Extended events are great; they have all the goodness of profiler except you don’t use profiler. Win/win! More to the point, extended events let you quickly and easily view, sort, and aggregate events that occur on your instances. They also have powerful filters (really, a “where” clause) to limit noise. You have way more control over what you monitor, how you store the data, and how you view and use it. This makes them perfect use to track replicated transactions, since we want to measure at both an individual level and the aggregate.

I fired up management studio and went to “New Session” looking for some replication event goodness and I found…

replicationevents

… nothing. I tried looking for events that had even parts of the name replication in it. No such thing, apparently.

After thinking about it though, it makes sense: replication isn’t part of the database engine. Replication works off of agents, which are running at the OS level and just run commands against your databases depending on what type of agents they are. The trick is knowing which events to use to capture the activity you’re interested in.

Monitoring subscription performance

The most common metric you’d probably be interested in is how fast transactions are being applied at your subscriber, or how long is each command taking? To do that, you’ll need to set up an RPC Completed event session.

Why RPC completed? Well, let’s find out by monitoring it. Let’s build a new extended event session on the sqlserver.rpc_completed event. My sample session code is below. To cut down on noise, I am also adding some filters: I am going to just capture events from the subscriber database and I am going to filter requests that come from my distribution agent account. The output will be stored in a file name (which defaults to wherever your SQL Server log files live).

All replication agents use rpc to issue their statements to your server, even if you change the delivery method of transactions from stored procedures to INSERT/UPDATE/DELETE statements. Only filtering on RPC completed leaves you lot of data to sift through, however. For example, let’s run a simple update statement against AdventureWorks2014 (which I am replicating to the subscriber database mentioned above).

We’re just going to update one row on our publisher. To view the replicated transaction, let’s view our extended event session data:

Buried in our event file output (along with a ton of replication barf) is our statement. The actual update that gets delivered to the subscriber is the row right above the highlighted blue row (you might want to click the picture to zoom in a bit, it’s pretty wide).

• _Material provided_
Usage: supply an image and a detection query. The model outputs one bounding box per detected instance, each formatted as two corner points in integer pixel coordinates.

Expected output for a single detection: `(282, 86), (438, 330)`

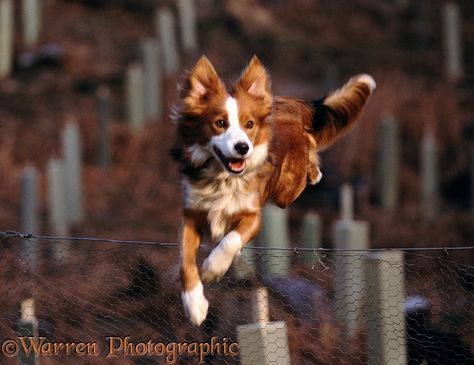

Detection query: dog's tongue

• _Your goal_
Write a continuation of the extended events text on monitoring replication, starting right after its final sentence. The material is not needed.

• _Exercise response_
You might be wondering why it’s calling sp_executesql  and then calling a stored procedure inside of it. That’s because of the default way transactional replication delivers a transaction to a subscriber. Like I mentioned above, when you first set up a publication and add a table article, the default behavior is for replicaiton to automatically create 3 stored procedures for it: one that handles inserts, one that handles updates, and one that handles deletes. While there are other ways that replication delivers transactions to subscribers (and we’ll see some in another blog post that’s coming), this functionality gives us a very convenient way to capture just the actual transactions that come across. We’re going to modify our extended event to look like this:

Since we know the default naming convention of the stored procedures that get created (sp_MSins, sp_MSupd, and sp_MSins), we can use them as a filter! This change will let us filter on the statement being run against the replica database, by distribution agent, to capture all data changes being conducted by replication. Again, I’ll be going into a much more detailed blog post later about how and why transactions get delivered how they do, but for now this should help you see each transaction. If we make sure the event is started and make some more changes to our data, here’s what we’ll see now (clicking the picture will enlarge it for you):

Once we have our events filtered out, we can begin to look at how long each statement is taking. By slightly modifying our chosen columns to include duration, physical_reads, and writes, we can then group by the event name column (right-click the name column, click “group by”), then add aggregations to each of the numeric columns (click each of the new columns, right-click, add aggregation, AVG). We then can get something like this:

And there you have it! How long is each update taking, on average, in milliseconds. Is this useful or representative? Not really, for such a small sample size. However if you have something like this running for a period of time you can filter for date ranges and look for trends. If you see that number cropping up higher, you’re probably heading for some latency problems, or as I like to call it, “scotch o’clock.”

Distribution database performance

Transactions arriving at the subscribers are only part of the whole replication experience, though. Sometimes you can encounter some nasty bottlenecks in the distribution database, too. There’s three events that I like to set up to monitor the distribution database. First, we’ll use a modified version of the same extended event we used above, but we’re going to add two more: one that watches for blocking, and the other that looks at wait stats.

Here they are. We’ll create them and then talk about them.

The first session will find things that are hitting your distribution database. Nothing of a surprise here, it’ll let you see when commands hit your distribution database. The other two though are very useful. One of the biggest killers of distribution is blocking, which can get really really bad on busy distribution systems. The built-in SQL agent job, “Distribution Cleanup” can be notorious for this. The third event session will help us better understand what bottlenecks we’re seeing in distribution via wait statistics.

I should point out though, that in order to make your block process report show anything, you need to modify a server configuration setting: the blocked process threshold. This is number of seconds that has pass for something to show up on the report. What should you set this to? Whatever you think an “acceptable” level of blocking is, or, in this case, how often do you want something to trigger this event. If you find you’re getting too much noise, I’d up the time.

I’m gonna wreck it!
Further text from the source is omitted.